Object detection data
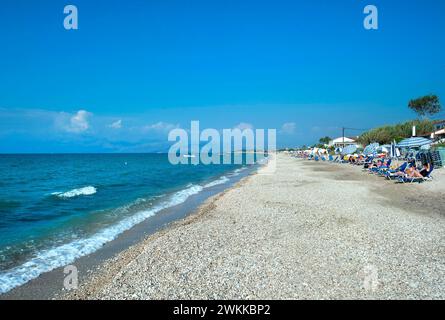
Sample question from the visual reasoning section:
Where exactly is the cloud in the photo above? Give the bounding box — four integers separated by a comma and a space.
58, 110, 92, 133
109, 119, 122, 129
234, 122, 253, 131
142, 121, 179, 132
281, 122, 297, 134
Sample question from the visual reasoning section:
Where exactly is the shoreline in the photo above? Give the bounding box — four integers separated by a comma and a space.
0, 165, 258, 300
0, 154, 445, 299
62, 155, 445, 299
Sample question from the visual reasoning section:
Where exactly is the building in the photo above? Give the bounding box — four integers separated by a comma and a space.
329, 137, 360, 148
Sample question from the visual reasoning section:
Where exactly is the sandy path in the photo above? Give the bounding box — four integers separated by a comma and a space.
69, 155, 445, 299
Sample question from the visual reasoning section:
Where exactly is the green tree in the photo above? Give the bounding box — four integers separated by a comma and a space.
408, 94, 441, 117
318, 136, 332, 145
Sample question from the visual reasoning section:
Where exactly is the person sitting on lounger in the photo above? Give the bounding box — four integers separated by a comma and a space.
408, 162, 431, 178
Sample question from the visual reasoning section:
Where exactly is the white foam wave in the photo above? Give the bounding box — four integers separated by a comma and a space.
232, 167, 247, 176
204, 176, 229, 188
51, 186, 97, 198
0, 185, 203, 294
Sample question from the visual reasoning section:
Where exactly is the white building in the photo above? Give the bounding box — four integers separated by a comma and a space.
329, 137, 360, 148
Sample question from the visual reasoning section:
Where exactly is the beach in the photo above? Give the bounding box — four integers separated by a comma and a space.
59, 154, 445, 299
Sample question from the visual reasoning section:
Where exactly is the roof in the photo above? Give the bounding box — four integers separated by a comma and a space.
331, 137, 355, 143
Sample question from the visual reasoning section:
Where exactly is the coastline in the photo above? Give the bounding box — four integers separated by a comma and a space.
0, 165, 258, 300
0, 154, 445, 299
61, 155, 445, 299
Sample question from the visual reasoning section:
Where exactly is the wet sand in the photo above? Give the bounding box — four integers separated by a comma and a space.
58, 154, 445, 299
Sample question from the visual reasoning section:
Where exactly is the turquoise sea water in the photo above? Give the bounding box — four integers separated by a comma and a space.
0, 154, 255, 293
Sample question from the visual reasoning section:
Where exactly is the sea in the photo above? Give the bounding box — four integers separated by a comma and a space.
0, 154, 264, 294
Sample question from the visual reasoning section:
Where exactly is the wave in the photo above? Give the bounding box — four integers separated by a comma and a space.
0, 185, 203, 294
51, 186, 97, 198
204, 176, 229, 188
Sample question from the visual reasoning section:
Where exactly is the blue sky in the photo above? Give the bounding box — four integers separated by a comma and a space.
0, 0, 445, 152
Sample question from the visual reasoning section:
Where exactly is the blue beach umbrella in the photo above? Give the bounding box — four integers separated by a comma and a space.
397, 137, 432, 148
363, 142, 379, 155
341, 144, 357, 154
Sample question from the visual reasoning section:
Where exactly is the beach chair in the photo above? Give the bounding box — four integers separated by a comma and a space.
383, 161, 408, 180
397, 166, 434, 183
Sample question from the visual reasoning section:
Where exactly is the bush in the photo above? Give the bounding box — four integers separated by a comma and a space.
358, 120, 433, 145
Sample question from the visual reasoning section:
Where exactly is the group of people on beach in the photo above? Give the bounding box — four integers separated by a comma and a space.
293, 151, 434, 182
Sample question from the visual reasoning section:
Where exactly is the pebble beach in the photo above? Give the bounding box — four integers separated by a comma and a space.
62, 154, 445, 299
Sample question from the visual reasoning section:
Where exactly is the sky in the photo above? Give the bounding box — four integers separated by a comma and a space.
0, 0, 445, 153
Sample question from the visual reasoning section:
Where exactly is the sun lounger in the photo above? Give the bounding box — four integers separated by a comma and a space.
397, 166, 434, 183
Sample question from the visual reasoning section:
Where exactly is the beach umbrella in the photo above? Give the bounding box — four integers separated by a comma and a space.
341, 144, 357, 154
397, 137, 432, 148
363, 142, 379, 155
390, 142, 397, 158
377, 144, 391, 153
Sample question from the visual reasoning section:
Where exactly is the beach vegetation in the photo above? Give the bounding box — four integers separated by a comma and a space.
358, 119, 433, 145
408, 94, 441, 117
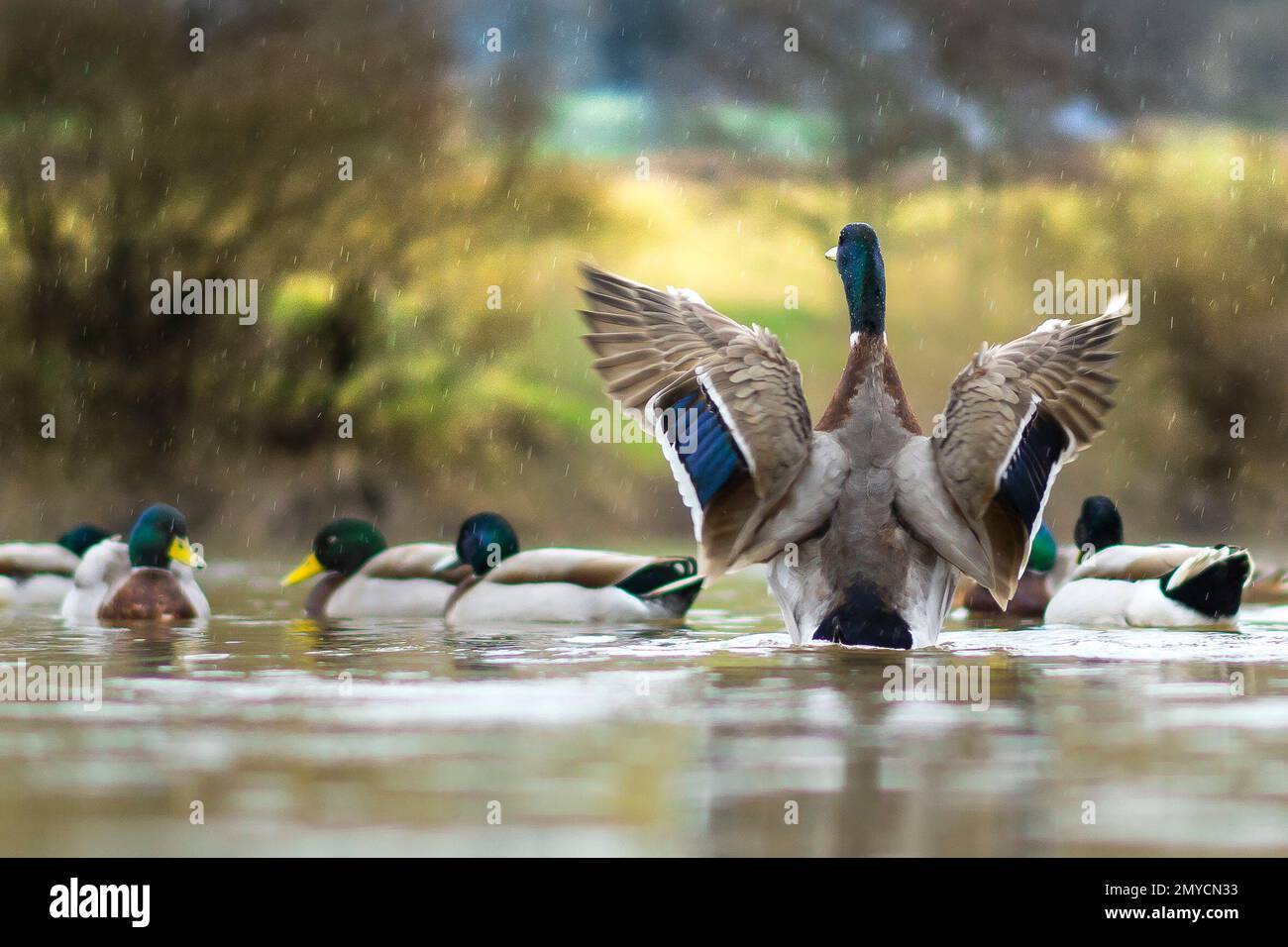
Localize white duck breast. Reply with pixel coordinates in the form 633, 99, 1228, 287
0, 543, 80, 607
1046, 544, 1252, 627
323, 543, 456, 618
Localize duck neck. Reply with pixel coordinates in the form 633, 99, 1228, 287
841, 248, 885, 338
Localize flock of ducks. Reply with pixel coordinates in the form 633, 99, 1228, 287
0, 223, 1267, 648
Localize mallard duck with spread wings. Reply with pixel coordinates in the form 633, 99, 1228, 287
583, 223, 1124, 648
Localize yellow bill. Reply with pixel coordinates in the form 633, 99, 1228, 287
282, 553, 326, 585
168, 536, 206, 570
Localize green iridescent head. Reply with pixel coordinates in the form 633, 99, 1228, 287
282, 519, 389, 585
456, 513, 519, 576
130, 502, 206, 570
1025, 523, 1056, 573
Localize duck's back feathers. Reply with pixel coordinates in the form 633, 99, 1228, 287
485, 549, 697, 596
0, 543, 80, 579
1046, 544, 1253, 627
583, 264, 811, 576
1070, 543, 1210, 582
358, 543, 471, 585
927, 303, 1122, 604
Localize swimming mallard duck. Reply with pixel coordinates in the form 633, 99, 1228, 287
0, 523, 108, 607
442, 513, 702, 624
1046, 496, 1252, 627
953, 523, 1078, 618
282, 519, 471, 618
61, 504, 210, 621
583, 224, 1122, 648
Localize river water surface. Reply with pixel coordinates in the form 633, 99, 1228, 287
0, 563, 1288, 856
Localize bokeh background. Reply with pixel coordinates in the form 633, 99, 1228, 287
0, 0, 1288, 556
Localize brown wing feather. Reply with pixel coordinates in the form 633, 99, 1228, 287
98, 569, 197, 621
581, 264, 811, 575
935, 309, 1124, 601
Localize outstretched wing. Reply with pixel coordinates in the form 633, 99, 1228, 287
581, 264, 811, 576
932, 299, 1126, 607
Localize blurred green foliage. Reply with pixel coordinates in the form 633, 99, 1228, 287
0, 0, 1288, 543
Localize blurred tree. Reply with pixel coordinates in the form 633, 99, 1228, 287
0, 0, 451, 466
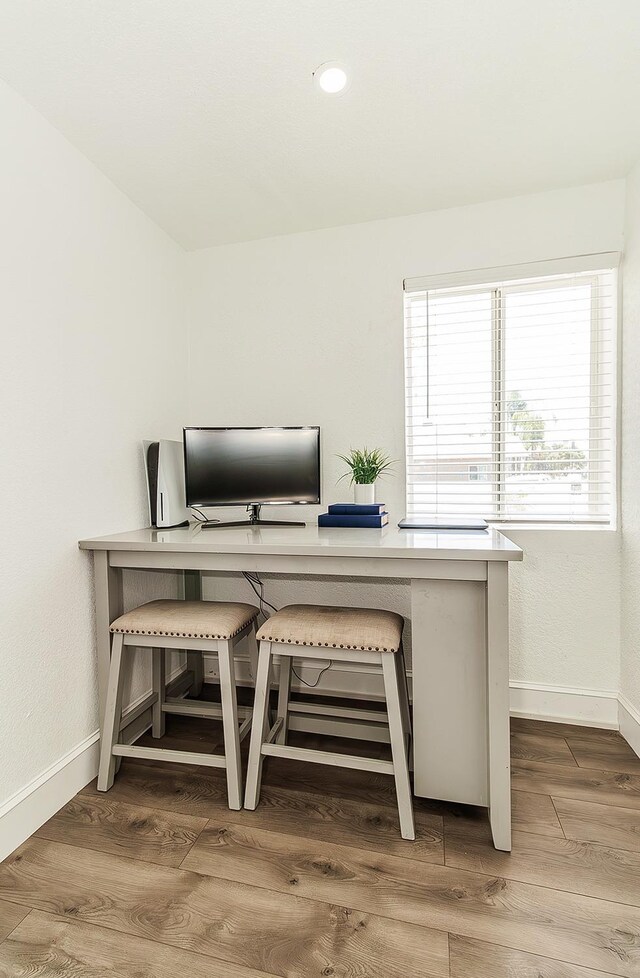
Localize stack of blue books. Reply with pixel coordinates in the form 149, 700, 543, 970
318, 503, 389, 527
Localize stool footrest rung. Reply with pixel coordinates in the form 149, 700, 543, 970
288, 700, 389, 724
162, 697, 253, 720
262, 744, 393, 774
112, 744, 227, 767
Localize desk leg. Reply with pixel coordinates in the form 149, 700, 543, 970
93, 550, 124, 730
486, 560, 511, 852
182, 570, 204, 696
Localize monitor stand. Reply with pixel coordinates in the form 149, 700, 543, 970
202, 503, 307, 530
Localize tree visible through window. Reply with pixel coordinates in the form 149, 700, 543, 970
405, 258, 616, 523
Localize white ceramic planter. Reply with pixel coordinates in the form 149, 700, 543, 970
353, 482, 376, 506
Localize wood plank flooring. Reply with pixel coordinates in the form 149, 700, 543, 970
0, 717, 640, 978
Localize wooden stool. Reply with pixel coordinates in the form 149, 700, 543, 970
244, 604, 415, 839
98, 601, 258, 809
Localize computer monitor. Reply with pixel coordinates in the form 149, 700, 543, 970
184, 426, 320, 526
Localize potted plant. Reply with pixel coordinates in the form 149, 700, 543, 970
338, 448, 394, 504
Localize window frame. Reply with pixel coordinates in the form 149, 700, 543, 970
403, 252, 621, 530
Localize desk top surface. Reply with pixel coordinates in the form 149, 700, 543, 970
79, 523, 523, 560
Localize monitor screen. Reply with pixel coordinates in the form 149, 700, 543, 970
184, 427, 320, 506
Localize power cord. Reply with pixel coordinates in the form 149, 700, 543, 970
242, 571, 333, 689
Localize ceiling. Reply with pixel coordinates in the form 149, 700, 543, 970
0, 0, 640, 249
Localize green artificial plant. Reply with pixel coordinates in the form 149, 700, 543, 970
338, 448, 394, 486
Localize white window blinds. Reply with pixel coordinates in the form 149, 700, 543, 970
405, 255, 617, 524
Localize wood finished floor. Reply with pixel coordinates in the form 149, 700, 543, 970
0, 717, 640, 978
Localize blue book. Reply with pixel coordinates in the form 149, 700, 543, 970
329, 503, 384, 516
318, 513, 389, 528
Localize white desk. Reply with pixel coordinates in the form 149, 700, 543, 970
80, 525, 522, 850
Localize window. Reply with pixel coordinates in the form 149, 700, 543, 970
405, 254, 618, 524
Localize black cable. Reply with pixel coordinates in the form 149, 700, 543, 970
242, 571, 333, 689
291, 659, 333, 689
189, 506, 220, 523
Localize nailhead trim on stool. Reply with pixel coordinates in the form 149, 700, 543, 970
110, 600, 259, 640
257, 604, 404, 652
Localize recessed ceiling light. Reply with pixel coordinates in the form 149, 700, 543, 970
313, 61, 349, 95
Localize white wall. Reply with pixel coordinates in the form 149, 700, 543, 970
188, 181, 624, 692
0, 80, 186, 803
620, 165, 640, 723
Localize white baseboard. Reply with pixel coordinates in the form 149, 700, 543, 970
0, 667, 181, 860
0, 660, 640, 859
618, 695, 640, 757
204, 656, 618, 730
0, 731, 99, 859
509, 682, 618, 730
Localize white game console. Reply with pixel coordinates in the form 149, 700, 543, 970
142, 439, 189, 528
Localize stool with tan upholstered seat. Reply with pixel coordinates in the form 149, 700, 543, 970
98, 600, 258, 809
244, 604, 415, 839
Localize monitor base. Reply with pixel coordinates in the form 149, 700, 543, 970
202, 504, 307, 530
201, 520, 307, 530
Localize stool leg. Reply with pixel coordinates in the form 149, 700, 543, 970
381, 652, 416, 839
247, 621, 258, 686
98, 632, 124, 791
151, 649, 167, 737
244, 642, 271, 811
218, 642, 242, 811
276, 655, 292, 744
395, 647, 411, 741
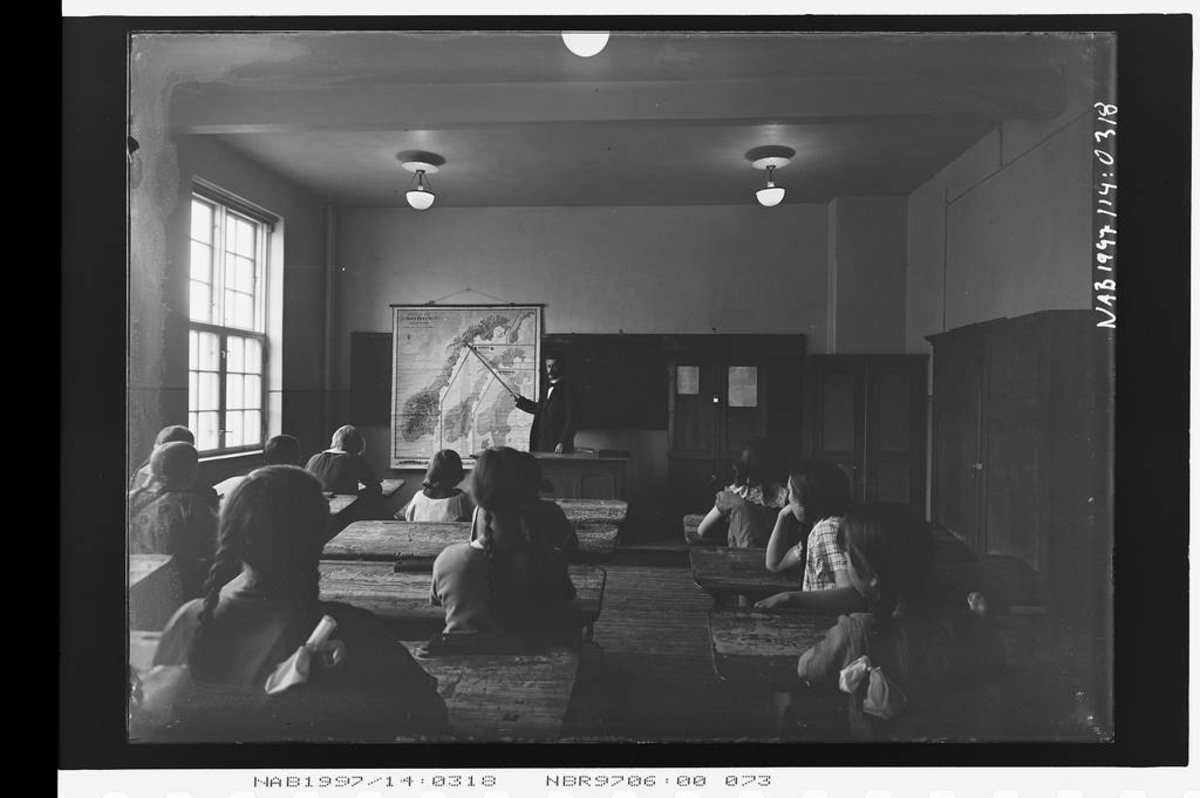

Task objective: Repeat the lines word for word, starting with the line that contains "Localize green artificial" and ending with the line that contains "318, 513, 389, 528", both included.

Result of this task:
Localize green artificial plant. Reply with pixel coordinates in the form 149, 700, 543, 970
338, 448, 394, 486
Localize white window blinds. Reply with pixel coordinates in the form 149, 700, 543, 970
405, 255, 617, 524
Localize wood finished floor. Reply with pixel coordinates in the form 149, 700, 543, 970
0, 717, 640, 978
Localize blue book. Reply with pixel coordinates in the form 149, 700, 543, 970
329, 503, 384, 516
318, 513, 389, 528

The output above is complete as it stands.